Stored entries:

——————————

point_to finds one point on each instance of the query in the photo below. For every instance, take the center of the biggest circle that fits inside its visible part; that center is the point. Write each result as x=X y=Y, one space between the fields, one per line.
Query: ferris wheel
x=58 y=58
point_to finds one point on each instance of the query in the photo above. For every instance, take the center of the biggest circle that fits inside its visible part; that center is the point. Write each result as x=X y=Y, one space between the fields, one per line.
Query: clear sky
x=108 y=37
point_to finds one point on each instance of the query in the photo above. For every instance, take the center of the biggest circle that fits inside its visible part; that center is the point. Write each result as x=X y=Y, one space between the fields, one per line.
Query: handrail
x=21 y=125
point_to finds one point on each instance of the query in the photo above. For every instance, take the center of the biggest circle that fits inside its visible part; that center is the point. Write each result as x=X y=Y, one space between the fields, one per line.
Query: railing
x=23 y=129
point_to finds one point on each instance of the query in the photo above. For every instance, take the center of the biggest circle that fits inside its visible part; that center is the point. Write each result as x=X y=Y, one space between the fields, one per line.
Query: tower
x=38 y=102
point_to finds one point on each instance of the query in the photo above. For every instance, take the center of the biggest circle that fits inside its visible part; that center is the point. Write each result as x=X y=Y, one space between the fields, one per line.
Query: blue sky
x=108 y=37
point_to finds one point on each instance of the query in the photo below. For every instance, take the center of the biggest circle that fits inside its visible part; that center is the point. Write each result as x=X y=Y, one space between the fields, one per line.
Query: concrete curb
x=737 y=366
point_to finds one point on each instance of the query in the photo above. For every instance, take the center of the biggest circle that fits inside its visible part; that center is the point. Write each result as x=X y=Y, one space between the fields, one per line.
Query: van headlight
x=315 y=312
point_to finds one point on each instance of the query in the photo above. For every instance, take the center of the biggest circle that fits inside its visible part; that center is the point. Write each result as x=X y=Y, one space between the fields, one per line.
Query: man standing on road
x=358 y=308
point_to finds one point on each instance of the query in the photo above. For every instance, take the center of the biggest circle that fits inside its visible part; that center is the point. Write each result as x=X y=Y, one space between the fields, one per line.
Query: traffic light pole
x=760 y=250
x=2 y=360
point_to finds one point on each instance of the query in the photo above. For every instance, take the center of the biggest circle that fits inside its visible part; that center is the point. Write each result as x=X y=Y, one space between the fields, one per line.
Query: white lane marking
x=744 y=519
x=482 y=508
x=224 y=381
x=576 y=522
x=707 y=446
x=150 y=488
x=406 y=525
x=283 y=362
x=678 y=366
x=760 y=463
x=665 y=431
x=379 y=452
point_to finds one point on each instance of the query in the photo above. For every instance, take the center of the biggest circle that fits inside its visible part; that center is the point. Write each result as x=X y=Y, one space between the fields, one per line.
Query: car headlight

——————————

--- WHAT YOU ARE ASKED TO DO ---
Take the records shown above and output them again exactly.

--- EXERCISE RESULT ---
point_to finds one point on each instance of the query in the photo below. For every instance, take the center of the biggest circle that fits inside its visible part; that center is the point. Write each result as x=X y=Y, one space between the fields, one per line.
Query: ferris wheel
x=58 y=58
point_to finds one point on each instance of the query in the photo above. For every instance, take the center of the biggest circle that fits inside its visible part; that center is the point. Write each result as x=X y=Y, one space between the fields, one per line.
Query: clear sky
x=108 y=37
point_to finds one point on each instance of the query in the photo above. For every instance, take the center of the biggest circle that fits inside its visible part; that center is the point. Write each result as x=X y=Y, one space between the fields, one per line.
Query: handrail
x=21 y=125
point_to finds one point on each instance of the query in the photo above. For every instance, take the center of the biggest circle that fits inside its visible part; that center is the point. Write each result as x=X y=Y, one space between the fields, one per line.
Query: railing
x=23 y=129
point_to finds one point on each instance of the query in the photo above. For every instance, take the center of the biggest circle that fits inside its visible part; that center is the point. Write each result as x=X y=Y, one space between the fields, one per line.
Query: tower
x=38 y=102
point_to finds one point on each instance of the query in the photo above. For every instance, take the center of the biggest circle that fits inside its visible part; that center is the point. Write each result as x=X y=Y, one space between the fields, one per line.
Query: blue sky
x=108 y=37
point_to finds one point on each instance of the query in the photo below. For every instance, take the center of the biggest circle that fits inside its visible part; that center is the point. Write each result as x=X y=Y, one space between the fields, one per line.
Query: concrete curb
x=737 y=366
point_to finds one point on each instance of the query in the photo above. For every instance, take the center of the biggest circle that fits inside its visible part; that center is the point. Write each result as x=X y=Y, one space between the fields, one per line.
Query: van headlight
x=315 y=312
point_to finds one point on each instance of the query in the photo above. For every instance, take the center of the biggest circle that fits inside its visible part; that center is the point. Write each result as x=X y=Y, one space between the fields, one per line.
Query: man standing on road
x=358 y=308
point_to finds one point on each instance of the query in the photo above. For every instance, take the center of the biggest circle that fits inside its visible part; that center is the point. Write each result as x=X y=Y, one space between the fields, one per line.
Query: traffic light pole
x=760 y=250
x=2 y=360
point_to finds one point on each instance of the query in the photo above. For every instance, take the center of the biggest circle that fits inside its visible part; that center is the point. Write each result as x=X y=Y, one space between the fields, one per line.
Query: white lane marking
x=744 y=519
x=482 y=508
x=224 y=381
x=576 y=522
x=707 y=446
x=150 y=488
x=406 y=525
x=283 y=362
x=678 y=366
x=760 y=463
x=665 y=431
x=379 y=452
point_to finds one point on each instance of the query in the photo above. For every instance, take the center of the biggest circle that fits inside its visible part; that center is the point. Write each result as x=X y=Y, one space between the fields, one per line.
Query: car headlight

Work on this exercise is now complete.